▶ GIVEN TASK: Write out each line of the listing below word for word, with nothing added, dropped, or changed.

▶ DATA EXTRACT:
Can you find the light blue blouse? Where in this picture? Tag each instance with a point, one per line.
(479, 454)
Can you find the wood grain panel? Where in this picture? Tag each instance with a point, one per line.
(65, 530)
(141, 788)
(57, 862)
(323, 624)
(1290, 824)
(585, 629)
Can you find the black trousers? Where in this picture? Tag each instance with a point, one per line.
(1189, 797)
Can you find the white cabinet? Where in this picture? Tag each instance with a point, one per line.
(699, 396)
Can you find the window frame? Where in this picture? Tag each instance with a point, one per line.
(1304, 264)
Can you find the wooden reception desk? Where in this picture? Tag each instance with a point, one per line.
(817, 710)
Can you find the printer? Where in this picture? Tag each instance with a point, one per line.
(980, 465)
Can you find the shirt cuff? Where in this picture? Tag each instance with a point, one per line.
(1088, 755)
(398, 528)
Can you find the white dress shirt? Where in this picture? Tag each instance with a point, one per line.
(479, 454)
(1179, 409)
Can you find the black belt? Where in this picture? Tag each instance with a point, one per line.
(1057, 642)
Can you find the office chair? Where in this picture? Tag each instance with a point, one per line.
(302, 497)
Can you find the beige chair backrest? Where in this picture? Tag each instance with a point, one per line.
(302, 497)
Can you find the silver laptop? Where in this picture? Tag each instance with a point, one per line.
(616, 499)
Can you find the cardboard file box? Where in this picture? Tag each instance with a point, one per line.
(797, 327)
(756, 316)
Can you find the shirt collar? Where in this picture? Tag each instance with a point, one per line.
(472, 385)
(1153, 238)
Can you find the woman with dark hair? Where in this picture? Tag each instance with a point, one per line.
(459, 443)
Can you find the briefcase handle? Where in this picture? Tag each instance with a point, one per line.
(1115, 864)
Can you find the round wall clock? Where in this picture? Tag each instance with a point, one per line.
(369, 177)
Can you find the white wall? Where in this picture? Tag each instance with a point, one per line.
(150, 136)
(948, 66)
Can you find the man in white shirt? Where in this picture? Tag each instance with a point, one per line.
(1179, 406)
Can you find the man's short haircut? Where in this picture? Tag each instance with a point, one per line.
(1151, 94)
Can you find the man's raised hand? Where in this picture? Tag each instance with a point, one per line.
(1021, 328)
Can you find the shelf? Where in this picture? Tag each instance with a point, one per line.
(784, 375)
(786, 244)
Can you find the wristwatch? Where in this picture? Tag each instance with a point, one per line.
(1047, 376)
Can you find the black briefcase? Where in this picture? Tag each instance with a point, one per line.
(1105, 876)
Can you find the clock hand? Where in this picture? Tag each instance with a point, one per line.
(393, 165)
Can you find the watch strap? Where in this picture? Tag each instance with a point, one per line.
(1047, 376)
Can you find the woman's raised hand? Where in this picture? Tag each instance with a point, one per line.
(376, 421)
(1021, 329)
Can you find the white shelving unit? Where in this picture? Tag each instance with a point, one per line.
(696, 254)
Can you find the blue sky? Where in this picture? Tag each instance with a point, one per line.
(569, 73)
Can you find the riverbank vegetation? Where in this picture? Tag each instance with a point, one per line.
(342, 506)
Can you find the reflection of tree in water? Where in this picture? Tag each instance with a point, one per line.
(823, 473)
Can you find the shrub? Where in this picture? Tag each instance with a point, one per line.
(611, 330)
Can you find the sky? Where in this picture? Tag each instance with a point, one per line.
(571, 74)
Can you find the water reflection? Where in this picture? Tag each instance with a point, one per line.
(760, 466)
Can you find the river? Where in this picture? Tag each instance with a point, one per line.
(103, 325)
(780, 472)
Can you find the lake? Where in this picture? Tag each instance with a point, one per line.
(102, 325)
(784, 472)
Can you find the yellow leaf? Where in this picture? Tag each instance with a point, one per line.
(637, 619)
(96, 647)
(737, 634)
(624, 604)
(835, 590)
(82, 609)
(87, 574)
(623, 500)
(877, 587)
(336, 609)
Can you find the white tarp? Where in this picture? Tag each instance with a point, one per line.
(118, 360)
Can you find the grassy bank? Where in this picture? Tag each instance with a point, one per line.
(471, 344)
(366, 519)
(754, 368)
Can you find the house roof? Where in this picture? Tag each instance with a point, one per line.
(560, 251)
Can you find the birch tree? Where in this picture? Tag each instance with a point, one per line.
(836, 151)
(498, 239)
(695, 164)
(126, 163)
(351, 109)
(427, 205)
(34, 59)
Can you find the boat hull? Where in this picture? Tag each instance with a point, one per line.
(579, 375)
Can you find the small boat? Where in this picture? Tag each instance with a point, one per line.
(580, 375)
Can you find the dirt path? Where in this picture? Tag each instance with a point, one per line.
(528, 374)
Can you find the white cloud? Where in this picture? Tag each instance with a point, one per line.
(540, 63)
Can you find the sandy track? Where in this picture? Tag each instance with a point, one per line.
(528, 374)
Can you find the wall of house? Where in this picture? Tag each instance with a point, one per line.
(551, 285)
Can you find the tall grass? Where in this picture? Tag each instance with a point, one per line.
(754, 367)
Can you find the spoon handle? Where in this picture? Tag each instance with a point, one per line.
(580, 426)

▶ COMPLETE ANSWER:
Can you find the light blue blouse? Where in this picture? Tag each instance with a point, one per line.
(479, 454)
Can you find the wood grain panel? Where in this picture? Tag each instance with a point, one per line.
(65, 530)
(141, 788)
(57, 862)
(323, 624)
(1290, 824)
(585, 629)
Can you find the black trousers? Where in this picture? Tag each instance with a point, one per line.
(1189, 797)
Can you find the white cabinet? Where in this picture? Tag each instance with a point, one per line.
(699, 396)
Can you find the window frame? Where in this picture? Tag each instance with a point, one per line.
(1304, 264)
Can you find the wooden reception desk? Where in this picture? Tag each instance with a point, one per line.
(817, 710)
Can you find the printer? Where in this picture? Tag each instance with a point, one per line.
(980, 465)
Can you find the shirt cuff? Where in this picture? Tag each instance with a point, one per line.
(1088, 755)
(398, 528)
Can you find the white dress shirt? Where in this picture? Tag each instance with a point, one per line.
(479, 454)
(1179, 409)
Can you find the black belt? Where in this picture? Tag each instance with a point, one per line.
(1057, 642)
Can you find the office chair? Where in this picture? Tag each instance with a point, one per line.
(302, 497)
Can you find the beige chair backrest? Where in this picture? Tag each instance with a point, one per line.
(302, 497)
Can you find the silver laptop? Where in this picture? Tag each instance with a point, one per line.
(616, 499)
Can you find the cardboard file box? Where in this picture? Tag each instance with a point, one per line.
(797, 327)
(756, 316)
Can you find the shirt collar? Where in this picture? Tag each instance with a point, one per line.
(472, 385)
(1153, 238)
Can you find the woman with dark hair? Where in this picture? Tag each instance with a point, one per line.
(459, 443)
Can you find the briefcase handle? Where in this picture? Tag each instance with a point, one per line.
(1115, 864)
Can you find the round wall clock? Where in this picture? Tag each instance with a point, one per line.
(369, 177)
Can you find the white wall? Where in this picture? Tag each instance with a point, one per line.
(150, 136)
(948, 66)
Can you find the man in white shirt? Where in this picture? Tag each instance with a point, one per line.
(1179, 406)
Can you find the man's short haircut? Where in this picture? Tag each instance with a point, one per line.
(1151, 94)
Can you find the man's raised hand? Where in this picture? Tag each instance with a point, one per line.
(1021, 328)
Can you find the shelf? Where in this picture? Tag each instance with a point, one per line.
(784, 375)
(786, 244)
Can you find the wristwatch? Where in this picture? Tag each instance with a point, one per line.
(1047, 376)
Can you find the black briefcase? Where in this picture? Tag each instance with a point, one per line.
(1105, 876)
Can you find the clock hand? Where in this picture? Tag each instance with a point, one per line.
(393, 165)
Can you find the watch strap? Where in this picture? Tag each instance with a point, one per line.
(1047, 376)
Can you find the woman's raised hand? Where in this picture? Tag each instance with a point, one per line.
(376, 421)
(1021, 329)
Can you find the white shelving unit? Where in this picture? Tag each instance with a point, one per line.
(696, 254)
Can you find the blue sky? Where in this picture? Tag each instance with a point, one per line.
(569, 73)
Can you find the riverbank vegetation? Where in this picture? Tag each instance with a point, one per line.
(342, 506)
Can you find the reflection of tree in water? Where in this picture? Tag each instance with a point, one per line.
(823, 473)
Can you find the shrub? Where in this picture? Tag each instance with a point, one per line.
(611, 330)
Can you find the sky? Where in this picture? Tag each instance with a point, one per line.
(571, 74)
Can you find the water reflection? Where in this picture? Tag each instance with a point, one per line.
(760, 466)
Can you find the river? Where in this picture? Tag each instance with a point, one per line.
(103, 325)
(780, 472)
Can you find the lake? Where in this picture? Tag each instance with a point, one per line.
(102, 325)
(784, 472)
Can you find the yellow leaf? Where in this picture? Tag each instance with a point, one per line.
(637, 619)
(96, 647)
(737, 634)
(624, 604)
(835, 590)
(82, 609)
(87, 574)
(623, 500)
(877, 587)
(336, 609)
Can you find the white tarp? Where in this picture? Tag each instance with a point, one per line.
(118, 360)
Can you find the grassy bank? Where in this picture? Tag each instance with a point, one per line.
(471, 344)
(366, 519)
(754, 368)
Can you find the house roof? Where in this picture? Tag each instance with a point, one per line.
(560, 251)
Can you find the birch tree? Where in this picture? Tag each instance with a point, one per line.
(836, 151)
(498, 239)
(695, 164)
(126, 163)
(351, 109)
(427, 205)
(34, 59)
Can you find the boat hull? Where in this picture? Tag each instance with a point, one per line.
(579, 375)
Can you find the small boat? Where in this picture? Tag each instance with a point, one per line.
(580, 375)
Can you find the dirt path? Where in this picture? Tag each instance with a point, one per line.
(528, 374)
Can you find the white cloud? Where in this picture? Tag each instance with a point, one per line.
(540, 63)
Can you find the sandy track? Where in this picture? Tag each instance with a point, one per line.
(528, 374)
Can you find the wall of house? Where in this picture? Tag each instance with a point, one per line.
(551, 285)
Can you find the tall grass? Where in this picture? Tag each instance with a point, one per line.
(754, 367)
Can you find the spoon handle? Where in this picture? Tag each instance with a point, one per line.
(580, 426)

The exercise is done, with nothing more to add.